Longe de querer privá-lo de virtudes próprias, do seu passado de lutador anti-fascista, e do seu ar bonacheirão [que engana, mas também conta], penso que Mário Soares é talvez um homem secretamente frustrado por saber que não é a grande referência nacional que sempre almejou ser. Digamos que Soares olhou para a política como um hobby de burguês antigo, completamente desenquadrado da realidade do seu tempo. Fascinava-se pelos jogos da política, mas nunca a soube usar para servir o povo a contento. A vaidade toldou-lhe os objectivos mais sérios.
Hoje, com o cansaço dos seus quase 90 anos, já liberto de cumplicidades políticas e sociais, Soares profere
afirmações públicas que sendo sempre polémicas, não deixam por isso de ser menos respeitáveis e pertinentes. Duvido que, enquanto cidadão, Mário Soares seja mais integro que eu, mas sei que para a opinião pública tem mais peso a opinião de um famoso [bom, ou mau] do que a de um discreto cidadão, mesmo que diga exactamente o mesmo e com mais antecedência. Para o caso isso agora não interessa. O que importa, é que, não seria agora, que Soares está na fase de gozar da tolerância generalizada que ia tratá-lo como um senil, porque nunca como hoje, Soares disse coisas tão lúcidas, frontais e pragmáticas: o governo de Passos Coelho está efectivamente cheio de delinquentes, e Cavaco Silva já não devia ser Presidente da República, pelo menos, desde que rebentou o escândalo do BPN/SLN. Já devia ter sido julgado. Acontece, é que Mário Soares não é nenhum exemplo de coerência.
Mário Soares, errou ao não perceber que Democracia desregrada e sem Justiça, é uma democracia doente, e que a autoridade efectiva pressupõe o respeito integral pelas Leis. Mário Soares foi um facilitista, faltou-lhe pulso em certos momentos, e nesse aspecto, influenciou negativamente as regras do jogo democrático. Talvez hoje esteja arrependido [não sei] de dizer a frase quiçá mais demagógica que pude ouvir: a tolerância, não tem limites. Tem sim, senhor Mário. A tolerância ilimitada, tem um nome: anarquia.
#####
• _Enunciado breve A_
Segundo o excerto sobre Mário Soares, que nome tem a tolerância ilimitada?
#####
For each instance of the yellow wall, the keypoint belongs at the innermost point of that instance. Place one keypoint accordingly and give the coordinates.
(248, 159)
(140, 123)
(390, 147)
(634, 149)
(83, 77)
#####
• _Enunciado breve B_
Apresente todas as linhas do Bloco 1 como uma tabela Markdown com as colunas Nº e Linha, deixando de fora as linhas em branco.

• _Resolução completa A_
Anarquia.

• _Resolução completa B_
| Nº | Linha |
|---|---|
| 1 | For each instance of the yellow wall, the keypoint belongs at the innermost point of that instance. Place one keypoint accordingly and give the coordinates. |
| 2 | (248, 159) |
| 3 | (140, 123) |
| 4 | (390, 147) |
| 5 | (634, 149) |
| 6 | (83, 77) |